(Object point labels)
%%

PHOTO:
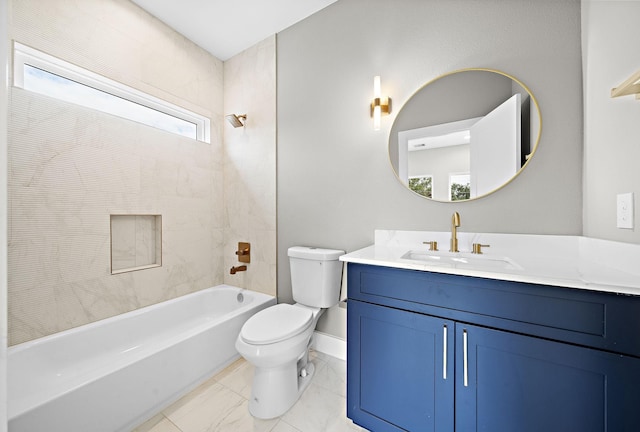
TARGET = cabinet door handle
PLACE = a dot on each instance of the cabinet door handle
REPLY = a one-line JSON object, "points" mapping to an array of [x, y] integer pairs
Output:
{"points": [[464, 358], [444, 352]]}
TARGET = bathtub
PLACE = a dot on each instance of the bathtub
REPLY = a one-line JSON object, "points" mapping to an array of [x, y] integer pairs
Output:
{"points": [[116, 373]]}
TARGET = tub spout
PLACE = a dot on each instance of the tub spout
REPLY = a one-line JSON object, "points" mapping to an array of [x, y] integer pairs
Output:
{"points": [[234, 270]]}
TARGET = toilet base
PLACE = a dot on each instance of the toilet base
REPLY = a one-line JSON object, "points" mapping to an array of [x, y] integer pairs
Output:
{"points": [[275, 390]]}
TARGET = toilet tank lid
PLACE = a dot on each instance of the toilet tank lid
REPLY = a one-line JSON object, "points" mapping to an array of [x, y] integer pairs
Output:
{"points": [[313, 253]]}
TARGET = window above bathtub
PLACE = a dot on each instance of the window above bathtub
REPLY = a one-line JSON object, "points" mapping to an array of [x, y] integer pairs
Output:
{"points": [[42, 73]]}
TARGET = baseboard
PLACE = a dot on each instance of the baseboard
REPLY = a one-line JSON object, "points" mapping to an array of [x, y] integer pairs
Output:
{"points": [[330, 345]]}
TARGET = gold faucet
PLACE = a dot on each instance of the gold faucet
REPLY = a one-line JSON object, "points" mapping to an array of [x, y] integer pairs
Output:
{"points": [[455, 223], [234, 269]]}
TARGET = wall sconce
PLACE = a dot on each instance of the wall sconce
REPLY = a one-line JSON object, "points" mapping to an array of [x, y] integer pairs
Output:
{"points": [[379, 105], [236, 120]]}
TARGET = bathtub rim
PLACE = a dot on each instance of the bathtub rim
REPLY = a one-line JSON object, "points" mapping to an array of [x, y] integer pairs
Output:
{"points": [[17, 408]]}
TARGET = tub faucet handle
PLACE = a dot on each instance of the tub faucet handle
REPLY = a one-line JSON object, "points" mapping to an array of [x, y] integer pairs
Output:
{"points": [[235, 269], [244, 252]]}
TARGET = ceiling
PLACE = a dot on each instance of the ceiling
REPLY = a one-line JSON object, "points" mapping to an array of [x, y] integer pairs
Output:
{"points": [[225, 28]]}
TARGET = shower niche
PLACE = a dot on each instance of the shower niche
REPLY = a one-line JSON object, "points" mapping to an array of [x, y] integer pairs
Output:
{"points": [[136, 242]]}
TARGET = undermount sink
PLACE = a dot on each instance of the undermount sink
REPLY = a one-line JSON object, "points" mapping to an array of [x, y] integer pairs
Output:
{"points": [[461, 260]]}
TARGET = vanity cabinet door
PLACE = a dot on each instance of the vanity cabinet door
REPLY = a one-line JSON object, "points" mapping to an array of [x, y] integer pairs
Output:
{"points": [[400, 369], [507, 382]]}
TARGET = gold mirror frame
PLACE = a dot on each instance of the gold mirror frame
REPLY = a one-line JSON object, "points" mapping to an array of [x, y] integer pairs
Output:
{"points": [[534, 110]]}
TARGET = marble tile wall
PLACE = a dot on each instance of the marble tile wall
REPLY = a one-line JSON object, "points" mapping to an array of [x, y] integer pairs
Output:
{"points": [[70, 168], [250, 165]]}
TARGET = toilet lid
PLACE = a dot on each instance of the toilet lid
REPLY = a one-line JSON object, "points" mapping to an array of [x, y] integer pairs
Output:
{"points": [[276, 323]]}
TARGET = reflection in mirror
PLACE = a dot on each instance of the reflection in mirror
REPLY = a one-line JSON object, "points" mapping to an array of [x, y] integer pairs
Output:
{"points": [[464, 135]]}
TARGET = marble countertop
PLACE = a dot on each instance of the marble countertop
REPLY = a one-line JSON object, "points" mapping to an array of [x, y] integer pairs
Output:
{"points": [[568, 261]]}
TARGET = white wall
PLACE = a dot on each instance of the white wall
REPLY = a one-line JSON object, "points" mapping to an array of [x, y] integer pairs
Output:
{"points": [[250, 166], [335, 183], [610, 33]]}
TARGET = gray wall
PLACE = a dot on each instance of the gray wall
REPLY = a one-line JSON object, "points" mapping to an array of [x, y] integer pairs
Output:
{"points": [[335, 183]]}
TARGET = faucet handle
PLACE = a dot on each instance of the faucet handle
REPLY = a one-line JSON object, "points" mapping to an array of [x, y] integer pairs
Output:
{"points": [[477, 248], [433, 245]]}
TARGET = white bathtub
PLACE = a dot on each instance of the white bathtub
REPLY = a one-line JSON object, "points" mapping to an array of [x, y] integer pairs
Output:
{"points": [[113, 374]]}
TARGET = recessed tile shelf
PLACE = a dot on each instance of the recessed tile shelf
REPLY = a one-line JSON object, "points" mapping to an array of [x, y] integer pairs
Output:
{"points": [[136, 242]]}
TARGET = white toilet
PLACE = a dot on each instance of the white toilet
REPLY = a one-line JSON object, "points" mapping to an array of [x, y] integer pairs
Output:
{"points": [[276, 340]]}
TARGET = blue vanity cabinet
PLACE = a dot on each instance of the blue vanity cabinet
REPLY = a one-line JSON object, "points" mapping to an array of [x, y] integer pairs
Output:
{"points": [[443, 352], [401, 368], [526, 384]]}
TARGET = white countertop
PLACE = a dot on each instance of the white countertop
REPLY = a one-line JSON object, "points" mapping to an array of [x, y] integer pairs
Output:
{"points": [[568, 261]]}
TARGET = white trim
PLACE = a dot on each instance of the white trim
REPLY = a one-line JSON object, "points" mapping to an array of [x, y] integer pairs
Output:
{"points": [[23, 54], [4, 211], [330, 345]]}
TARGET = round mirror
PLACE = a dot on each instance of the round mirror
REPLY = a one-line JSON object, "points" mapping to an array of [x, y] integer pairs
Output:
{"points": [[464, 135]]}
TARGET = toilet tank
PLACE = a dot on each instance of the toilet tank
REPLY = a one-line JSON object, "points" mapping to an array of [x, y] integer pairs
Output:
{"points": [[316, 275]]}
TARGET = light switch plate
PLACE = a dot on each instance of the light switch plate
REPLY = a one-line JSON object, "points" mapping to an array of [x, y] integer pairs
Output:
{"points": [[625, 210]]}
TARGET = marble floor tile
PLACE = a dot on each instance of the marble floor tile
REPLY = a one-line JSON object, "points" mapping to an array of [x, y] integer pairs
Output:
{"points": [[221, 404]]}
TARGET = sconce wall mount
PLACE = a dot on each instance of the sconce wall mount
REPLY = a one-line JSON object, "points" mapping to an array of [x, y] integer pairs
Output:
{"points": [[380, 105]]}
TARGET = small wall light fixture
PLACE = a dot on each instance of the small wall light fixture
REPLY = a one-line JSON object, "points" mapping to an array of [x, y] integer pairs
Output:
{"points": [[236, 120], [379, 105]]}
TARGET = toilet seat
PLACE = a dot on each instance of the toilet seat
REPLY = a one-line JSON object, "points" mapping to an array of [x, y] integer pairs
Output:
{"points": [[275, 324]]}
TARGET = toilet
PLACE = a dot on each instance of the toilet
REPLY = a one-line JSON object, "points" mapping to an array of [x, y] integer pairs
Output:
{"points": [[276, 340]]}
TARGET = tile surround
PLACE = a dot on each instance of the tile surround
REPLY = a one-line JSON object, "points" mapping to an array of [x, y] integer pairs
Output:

%%
%%

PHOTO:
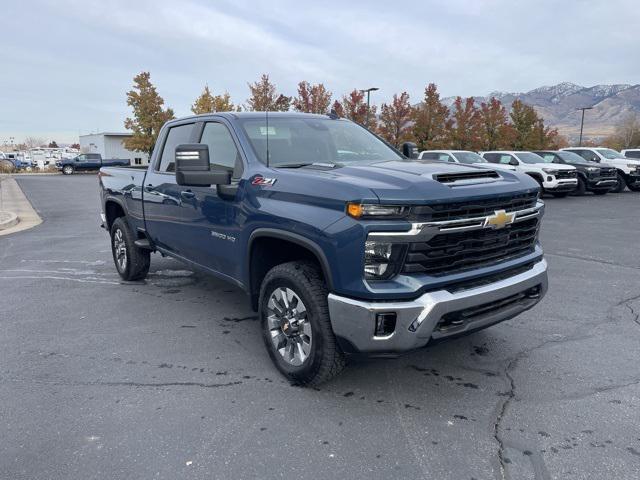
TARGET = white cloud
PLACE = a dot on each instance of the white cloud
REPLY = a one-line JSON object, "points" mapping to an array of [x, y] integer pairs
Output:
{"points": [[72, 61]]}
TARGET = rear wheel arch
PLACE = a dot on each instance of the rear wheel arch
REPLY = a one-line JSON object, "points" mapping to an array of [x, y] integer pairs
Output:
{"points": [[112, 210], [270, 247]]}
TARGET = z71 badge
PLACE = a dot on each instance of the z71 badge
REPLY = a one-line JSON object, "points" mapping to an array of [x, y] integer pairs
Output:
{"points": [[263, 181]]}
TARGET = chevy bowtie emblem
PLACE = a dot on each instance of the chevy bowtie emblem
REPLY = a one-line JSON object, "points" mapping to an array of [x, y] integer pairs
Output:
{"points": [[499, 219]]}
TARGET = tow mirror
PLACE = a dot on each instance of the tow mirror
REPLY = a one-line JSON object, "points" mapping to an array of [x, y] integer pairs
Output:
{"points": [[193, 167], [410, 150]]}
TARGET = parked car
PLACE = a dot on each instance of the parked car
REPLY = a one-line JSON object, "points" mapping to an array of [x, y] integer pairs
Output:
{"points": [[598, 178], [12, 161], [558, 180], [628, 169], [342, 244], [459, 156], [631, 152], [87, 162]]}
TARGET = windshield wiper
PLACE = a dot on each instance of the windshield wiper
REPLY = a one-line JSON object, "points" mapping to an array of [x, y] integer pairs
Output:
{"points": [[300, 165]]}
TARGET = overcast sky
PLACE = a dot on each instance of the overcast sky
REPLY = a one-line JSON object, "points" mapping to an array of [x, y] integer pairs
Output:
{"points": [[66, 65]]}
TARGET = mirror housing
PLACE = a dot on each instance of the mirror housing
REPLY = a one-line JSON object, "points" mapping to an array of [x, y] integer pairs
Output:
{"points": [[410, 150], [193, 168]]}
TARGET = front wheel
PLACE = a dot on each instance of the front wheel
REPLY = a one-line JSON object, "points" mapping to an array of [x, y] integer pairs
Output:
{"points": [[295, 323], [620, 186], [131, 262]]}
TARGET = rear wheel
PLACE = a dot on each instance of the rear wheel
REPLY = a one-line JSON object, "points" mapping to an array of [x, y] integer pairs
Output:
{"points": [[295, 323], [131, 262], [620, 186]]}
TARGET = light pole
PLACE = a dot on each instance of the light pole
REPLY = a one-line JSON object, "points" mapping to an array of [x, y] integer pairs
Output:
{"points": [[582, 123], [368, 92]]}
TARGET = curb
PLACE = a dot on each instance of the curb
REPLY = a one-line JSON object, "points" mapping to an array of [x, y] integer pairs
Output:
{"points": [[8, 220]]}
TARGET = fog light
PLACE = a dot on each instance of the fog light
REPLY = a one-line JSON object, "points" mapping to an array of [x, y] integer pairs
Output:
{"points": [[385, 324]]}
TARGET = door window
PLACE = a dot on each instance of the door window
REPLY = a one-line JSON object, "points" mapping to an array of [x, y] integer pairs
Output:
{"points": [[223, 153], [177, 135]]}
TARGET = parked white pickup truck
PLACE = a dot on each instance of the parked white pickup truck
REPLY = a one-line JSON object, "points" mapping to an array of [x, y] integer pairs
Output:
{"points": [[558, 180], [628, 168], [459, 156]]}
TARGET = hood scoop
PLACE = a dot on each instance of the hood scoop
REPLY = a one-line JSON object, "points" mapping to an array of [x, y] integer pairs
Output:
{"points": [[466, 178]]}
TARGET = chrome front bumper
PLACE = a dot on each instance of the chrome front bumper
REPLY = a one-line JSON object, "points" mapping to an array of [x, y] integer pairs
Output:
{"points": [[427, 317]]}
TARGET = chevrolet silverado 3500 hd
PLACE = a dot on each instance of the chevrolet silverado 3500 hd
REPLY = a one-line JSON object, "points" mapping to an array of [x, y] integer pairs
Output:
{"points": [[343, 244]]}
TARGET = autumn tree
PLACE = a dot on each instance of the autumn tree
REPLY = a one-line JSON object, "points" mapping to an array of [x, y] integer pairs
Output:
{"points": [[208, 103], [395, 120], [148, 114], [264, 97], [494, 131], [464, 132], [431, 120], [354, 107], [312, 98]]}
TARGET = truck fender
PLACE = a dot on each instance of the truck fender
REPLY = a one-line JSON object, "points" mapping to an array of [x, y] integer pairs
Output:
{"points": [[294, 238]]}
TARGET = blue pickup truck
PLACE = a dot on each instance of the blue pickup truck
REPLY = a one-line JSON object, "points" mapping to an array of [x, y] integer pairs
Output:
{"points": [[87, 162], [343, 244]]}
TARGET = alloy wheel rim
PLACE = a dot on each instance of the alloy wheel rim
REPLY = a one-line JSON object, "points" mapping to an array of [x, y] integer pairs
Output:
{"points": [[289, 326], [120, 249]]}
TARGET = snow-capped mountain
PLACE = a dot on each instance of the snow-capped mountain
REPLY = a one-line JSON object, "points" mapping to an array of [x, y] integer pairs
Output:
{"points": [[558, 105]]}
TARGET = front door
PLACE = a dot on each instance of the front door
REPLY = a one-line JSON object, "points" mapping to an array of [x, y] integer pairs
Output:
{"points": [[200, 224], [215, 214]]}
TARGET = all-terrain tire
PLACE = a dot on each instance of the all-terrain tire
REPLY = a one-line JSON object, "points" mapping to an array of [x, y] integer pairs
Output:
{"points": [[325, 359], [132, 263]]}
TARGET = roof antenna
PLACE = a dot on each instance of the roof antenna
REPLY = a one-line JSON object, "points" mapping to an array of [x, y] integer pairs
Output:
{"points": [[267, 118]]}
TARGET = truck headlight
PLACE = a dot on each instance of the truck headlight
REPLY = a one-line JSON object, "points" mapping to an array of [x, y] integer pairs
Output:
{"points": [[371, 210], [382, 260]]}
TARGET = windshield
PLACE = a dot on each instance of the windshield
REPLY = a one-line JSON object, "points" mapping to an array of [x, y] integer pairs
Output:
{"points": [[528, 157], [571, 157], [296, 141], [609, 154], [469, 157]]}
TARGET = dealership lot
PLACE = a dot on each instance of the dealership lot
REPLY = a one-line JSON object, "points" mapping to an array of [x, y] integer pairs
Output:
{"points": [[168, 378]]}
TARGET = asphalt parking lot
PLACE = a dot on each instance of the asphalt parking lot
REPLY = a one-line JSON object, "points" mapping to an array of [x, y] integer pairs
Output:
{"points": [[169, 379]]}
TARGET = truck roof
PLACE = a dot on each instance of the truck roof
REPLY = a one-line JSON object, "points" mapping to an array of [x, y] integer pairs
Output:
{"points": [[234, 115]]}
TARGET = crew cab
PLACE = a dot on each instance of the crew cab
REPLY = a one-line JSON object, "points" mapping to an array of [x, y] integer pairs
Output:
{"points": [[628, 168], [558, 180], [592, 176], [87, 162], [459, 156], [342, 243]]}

%%

> _WHAT YOU ARE ASKED TO DO_: Select each line in the data above that contains the word "wiper" and copy those lines out.

> _RESPONSE FOR THIS EXERCISE_:
TARGET = windshield wiper
PLACE = a dot on each instance of the windshield wiper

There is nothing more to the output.